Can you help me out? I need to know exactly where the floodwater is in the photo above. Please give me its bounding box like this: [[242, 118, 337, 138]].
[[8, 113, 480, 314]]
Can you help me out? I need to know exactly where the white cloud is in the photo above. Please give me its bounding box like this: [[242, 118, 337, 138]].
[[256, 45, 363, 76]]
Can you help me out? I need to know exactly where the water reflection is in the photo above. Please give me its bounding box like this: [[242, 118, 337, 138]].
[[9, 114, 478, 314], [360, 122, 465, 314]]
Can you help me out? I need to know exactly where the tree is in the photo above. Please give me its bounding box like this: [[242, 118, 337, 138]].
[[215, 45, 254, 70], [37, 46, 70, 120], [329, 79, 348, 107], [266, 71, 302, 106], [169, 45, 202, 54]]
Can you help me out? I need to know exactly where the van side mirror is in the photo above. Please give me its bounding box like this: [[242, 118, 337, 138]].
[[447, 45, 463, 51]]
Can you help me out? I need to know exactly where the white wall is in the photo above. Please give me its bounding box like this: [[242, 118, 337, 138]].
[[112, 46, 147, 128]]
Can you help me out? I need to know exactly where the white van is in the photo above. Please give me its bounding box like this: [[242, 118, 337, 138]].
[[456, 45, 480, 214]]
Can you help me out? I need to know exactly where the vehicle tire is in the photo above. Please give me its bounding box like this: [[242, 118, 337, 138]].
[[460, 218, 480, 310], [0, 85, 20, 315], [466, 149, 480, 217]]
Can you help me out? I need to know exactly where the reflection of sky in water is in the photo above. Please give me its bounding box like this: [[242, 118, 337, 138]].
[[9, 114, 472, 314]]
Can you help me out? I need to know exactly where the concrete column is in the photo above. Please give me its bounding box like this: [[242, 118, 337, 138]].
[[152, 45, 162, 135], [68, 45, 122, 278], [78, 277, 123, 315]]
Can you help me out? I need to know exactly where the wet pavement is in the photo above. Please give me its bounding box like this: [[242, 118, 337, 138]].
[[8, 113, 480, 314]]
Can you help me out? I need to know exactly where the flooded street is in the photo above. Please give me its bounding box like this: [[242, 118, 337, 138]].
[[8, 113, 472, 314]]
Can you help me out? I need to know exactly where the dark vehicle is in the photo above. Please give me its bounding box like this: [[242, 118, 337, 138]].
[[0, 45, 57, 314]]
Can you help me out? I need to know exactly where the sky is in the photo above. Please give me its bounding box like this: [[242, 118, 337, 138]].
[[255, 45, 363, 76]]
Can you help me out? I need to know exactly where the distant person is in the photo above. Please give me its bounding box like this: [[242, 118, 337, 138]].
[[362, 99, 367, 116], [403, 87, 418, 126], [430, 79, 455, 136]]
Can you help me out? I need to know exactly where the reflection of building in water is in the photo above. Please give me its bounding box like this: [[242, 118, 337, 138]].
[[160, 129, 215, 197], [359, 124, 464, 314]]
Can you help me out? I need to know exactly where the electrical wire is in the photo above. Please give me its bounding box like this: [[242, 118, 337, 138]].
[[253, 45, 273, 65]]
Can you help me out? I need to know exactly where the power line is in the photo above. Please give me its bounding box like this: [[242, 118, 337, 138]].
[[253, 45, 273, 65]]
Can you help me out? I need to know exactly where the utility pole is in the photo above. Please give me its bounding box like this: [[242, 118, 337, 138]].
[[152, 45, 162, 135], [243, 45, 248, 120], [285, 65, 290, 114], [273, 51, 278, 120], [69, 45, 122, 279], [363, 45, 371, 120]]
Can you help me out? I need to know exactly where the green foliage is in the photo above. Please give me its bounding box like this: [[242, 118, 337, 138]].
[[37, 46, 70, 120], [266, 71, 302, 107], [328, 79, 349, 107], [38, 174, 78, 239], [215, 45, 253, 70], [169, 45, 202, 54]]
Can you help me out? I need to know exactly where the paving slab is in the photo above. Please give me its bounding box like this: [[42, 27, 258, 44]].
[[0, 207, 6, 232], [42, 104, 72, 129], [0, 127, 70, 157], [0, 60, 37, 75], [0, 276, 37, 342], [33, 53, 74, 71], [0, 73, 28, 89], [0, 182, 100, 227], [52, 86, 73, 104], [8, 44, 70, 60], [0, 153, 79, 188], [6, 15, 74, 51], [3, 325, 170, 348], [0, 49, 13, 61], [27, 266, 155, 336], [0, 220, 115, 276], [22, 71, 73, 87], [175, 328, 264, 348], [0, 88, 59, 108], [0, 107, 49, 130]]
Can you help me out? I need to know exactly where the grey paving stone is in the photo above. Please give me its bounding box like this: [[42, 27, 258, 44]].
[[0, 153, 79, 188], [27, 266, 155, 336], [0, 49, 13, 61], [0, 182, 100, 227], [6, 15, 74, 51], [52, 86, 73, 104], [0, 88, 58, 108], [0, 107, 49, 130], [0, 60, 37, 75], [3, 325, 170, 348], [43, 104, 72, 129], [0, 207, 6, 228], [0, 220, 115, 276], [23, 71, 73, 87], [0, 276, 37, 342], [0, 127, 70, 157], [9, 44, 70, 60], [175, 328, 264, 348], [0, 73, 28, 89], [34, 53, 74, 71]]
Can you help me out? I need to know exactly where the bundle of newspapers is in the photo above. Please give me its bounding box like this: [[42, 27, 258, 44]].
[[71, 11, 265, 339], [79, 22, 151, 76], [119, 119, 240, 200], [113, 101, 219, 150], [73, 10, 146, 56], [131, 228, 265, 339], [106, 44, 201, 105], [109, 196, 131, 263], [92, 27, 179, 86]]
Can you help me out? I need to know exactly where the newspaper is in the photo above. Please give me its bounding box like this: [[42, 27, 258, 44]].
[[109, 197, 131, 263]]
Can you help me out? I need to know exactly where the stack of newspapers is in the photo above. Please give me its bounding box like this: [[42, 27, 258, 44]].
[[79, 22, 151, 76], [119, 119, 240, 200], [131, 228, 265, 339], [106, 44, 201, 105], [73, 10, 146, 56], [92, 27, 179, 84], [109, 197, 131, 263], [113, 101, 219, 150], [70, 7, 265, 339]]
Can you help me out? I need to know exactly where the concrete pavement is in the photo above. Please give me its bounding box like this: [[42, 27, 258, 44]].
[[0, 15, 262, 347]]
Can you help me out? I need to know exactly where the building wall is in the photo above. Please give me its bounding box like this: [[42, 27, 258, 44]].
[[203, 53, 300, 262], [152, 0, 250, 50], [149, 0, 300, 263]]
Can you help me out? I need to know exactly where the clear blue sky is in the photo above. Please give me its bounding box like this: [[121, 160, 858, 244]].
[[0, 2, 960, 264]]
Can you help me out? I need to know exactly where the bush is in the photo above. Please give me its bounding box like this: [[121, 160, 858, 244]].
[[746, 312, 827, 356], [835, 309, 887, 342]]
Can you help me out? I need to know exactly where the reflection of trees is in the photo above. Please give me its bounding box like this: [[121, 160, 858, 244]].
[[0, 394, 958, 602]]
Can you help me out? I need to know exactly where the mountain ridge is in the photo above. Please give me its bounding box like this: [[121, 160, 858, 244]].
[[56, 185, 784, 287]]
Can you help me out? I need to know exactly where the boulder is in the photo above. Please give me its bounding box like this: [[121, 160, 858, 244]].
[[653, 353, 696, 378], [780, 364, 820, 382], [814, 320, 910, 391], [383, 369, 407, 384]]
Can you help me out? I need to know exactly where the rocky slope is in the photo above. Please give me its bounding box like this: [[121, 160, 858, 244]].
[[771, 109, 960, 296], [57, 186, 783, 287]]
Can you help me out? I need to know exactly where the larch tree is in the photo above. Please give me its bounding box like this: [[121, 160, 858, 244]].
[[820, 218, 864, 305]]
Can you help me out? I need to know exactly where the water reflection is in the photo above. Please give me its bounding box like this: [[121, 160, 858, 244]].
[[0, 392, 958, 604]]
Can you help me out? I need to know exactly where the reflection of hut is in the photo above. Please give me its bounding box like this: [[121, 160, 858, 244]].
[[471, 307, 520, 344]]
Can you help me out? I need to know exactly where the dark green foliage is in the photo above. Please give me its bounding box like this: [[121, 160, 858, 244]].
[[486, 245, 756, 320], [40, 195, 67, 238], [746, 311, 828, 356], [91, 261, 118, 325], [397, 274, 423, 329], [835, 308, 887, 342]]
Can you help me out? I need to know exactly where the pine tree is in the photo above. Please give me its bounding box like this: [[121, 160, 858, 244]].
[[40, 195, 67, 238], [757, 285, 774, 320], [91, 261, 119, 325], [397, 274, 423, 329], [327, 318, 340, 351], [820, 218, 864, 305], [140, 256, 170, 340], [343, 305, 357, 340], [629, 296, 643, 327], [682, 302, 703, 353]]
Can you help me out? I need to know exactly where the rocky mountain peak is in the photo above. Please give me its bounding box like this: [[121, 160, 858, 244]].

Written task
Rewrite the rows from the line with "the white van" to the line with "[[255, 45, 363, 76]]", both lines included and requests kept, multiplying every bounding-box coordinate in the answers by 1.5 and rounding to whole numbers with halves rounded up. Leave the requests and the sample boxes inside them unchanged, and give only these lines.

Full output
Can you help me out? I need to know exactly where the white van is in the photo above. Please give me its bounding box like this: [[242, 118, 337, 138]].
[[684, 68, 720, 321]]
Can you help me out? I need to know exactly where the vehicle tire is in the photo above. Please give me its bounding box like this: [[242, 118, 337, 138]].
[[690, 327, 720, 465], [0, 128, 30, 473], [699, 224, 720, 326]]
Can you help me out? I need to know exactly where the reflection of sky in water is in the photo above. Please give me its bounding box like this: [[242, 118, 337, 138]].
[[14, 171, 708, 471]]
Can you help me out? I need to know exactly where the concrete column is in the photo above. Please give me its bounding box like this: [[242, 118, 337, 138]].
[[228, 68, 243, 203], [102, 68, 183, 417], [117, 416, 185, 473]]
Can you help me out? I need to know exactly where the wet pavement is in the photo above. Please give me its bounding box like this: [[242, 118, 337, 138]].
[[12, 170, 720, 471]]
Can you help me out? I need to know exactly where the flooded street is in the photo above. Please give me its bounding box like this: [[242, 118, 337, 138]].
[[12, 170, 708, 471]]
Can you help me out? I need to know exactly where the dark vehicle is in the photo above. Please give me its bounding box like this: [[242, 118, 337, 138]].
[[0, 68, 86, 471]]
Can you help me out? I need to know exactly where the sky is in the photo above. Please give me its bounding box like this: [[242, 118, 337, 138]].
[[383, 68, 545, 114]]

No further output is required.